#### Problem description
In this exercise, every entry below is to be reproduced word for word.
● ● ● ●
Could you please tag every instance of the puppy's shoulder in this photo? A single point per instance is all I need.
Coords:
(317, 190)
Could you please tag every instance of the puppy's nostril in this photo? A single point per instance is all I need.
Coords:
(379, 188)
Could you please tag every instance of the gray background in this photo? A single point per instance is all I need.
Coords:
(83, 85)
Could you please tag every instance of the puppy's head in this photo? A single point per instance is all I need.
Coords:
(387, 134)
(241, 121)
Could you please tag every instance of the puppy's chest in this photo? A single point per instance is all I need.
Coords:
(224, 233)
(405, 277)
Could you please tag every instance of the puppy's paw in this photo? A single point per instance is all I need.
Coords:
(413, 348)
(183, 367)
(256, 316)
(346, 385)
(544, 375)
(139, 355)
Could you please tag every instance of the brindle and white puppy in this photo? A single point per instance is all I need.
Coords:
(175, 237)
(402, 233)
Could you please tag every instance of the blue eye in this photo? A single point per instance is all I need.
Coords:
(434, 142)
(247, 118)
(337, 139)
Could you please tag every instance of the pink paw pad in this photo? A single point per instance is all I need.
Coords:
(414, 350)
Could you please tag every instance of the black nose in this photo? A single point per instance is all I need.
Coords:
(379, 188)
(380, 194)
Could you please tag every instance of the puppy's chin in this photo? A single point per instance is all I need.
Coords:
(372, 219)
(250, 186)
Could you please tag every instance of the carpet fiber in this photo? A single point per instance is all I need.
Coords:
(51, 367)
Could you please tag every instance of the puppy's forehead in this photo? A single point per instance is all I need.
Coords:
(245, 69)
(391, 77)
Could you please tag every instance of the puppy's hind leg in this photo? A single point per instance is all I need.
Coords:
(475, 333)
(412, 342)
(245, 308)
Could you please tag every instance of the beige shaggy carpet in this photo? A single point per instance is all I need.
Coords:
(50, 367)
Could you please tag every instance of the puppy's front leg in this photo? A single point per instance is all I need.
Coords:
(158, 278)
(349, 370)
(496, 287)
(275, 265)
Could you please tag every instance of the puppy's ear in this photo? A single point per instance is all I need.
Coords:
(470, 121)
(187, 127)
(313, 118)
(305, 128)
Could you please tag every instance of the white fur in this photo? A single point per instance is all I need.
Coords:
● ● ● ●
#### Exercise answer
Could you please tag every instance of the puppy's shoulder in this photo? A single point per instance is all I need.
Coords:
(317, 190)
Could you please tag every instance of the puppy's nostril in this photo? A single point per instance is all I need.
Coords:
(379, 188)
Could you please tag every instance of the gray background in this photo? A single point per instance is all I need.
Coords:
(83, 85)
Could you please tag every instance of the puppy's head in this photo? A single point per instance is all I need.
Coords:
(387, 134)
(241, 121)
Could you please tag every instance of the puppy's chest in this photo? A single point per instance is all I need.
Coords:
(224, 233)
(405, 277)
Could you please tag every instance of the puppy's paw in this photo? A single point per instance is all I need.
Coords:
(413, 348)
(183, 367)
(256, 316)
(346, 385)
(544, 375)
(139, 355)
Could you please tag every instance of the brindle and white puppy in this photo? A single point per instance is all I need.
Coords:
(175, 237)
(402, 233)
Could you please tag every instance of the blue eye in this photo? A single point per instance is all I need.
Coords:
(434, 142)
(247, 118)
(337, 139)
Could you please tag every instance of the pink paw pad in this photo? A single point per instance is all I need.
Coords:
(414, 350)
Could you please tag every instance of the black nose in this photo? A single point per instance is all I need.
Coords:
(379, 188)
(380, 194)
Could you please tag every instance of the puppy's chin in this photo? A single point per instance is all I need.
Coords:
(372, 219)
(250, 186)
Could you please tag every instance of the carpet fiber in this photo? A single point per instance is all I need.
Coords:
(51, 367)
Could you please tag every instance of the puppy's forehead in this photo? A single point per instance is all I need.
Coords:
(245, 69)
(391, 77)
Could you please tag every instance of the puppy's hind leg in this photo? A single point per instance is all I need.
Coords:
(475, 333)
(412, 342)
(245, 308)
Could you please tag every instance of the beige shaggy carpet in this photo? A single point per instance is all I need.
Coords:
(50, 367)
Could you please tag every instance of the puppy's front leg in this photo? A single point per instance is all I need.
Coords:
(158, 278)
(349, 370)
(496, 287)
(275, 265)
Could you please tag every instance of the puppy's ear in this photo? A single point per instance is all I need.
Coords:
(470, 121)
(187, 127)
(313, 118)
(305, 128)
Could you please tag every instance of the white fur in this photo? A single point per instance is all I need.
Coords:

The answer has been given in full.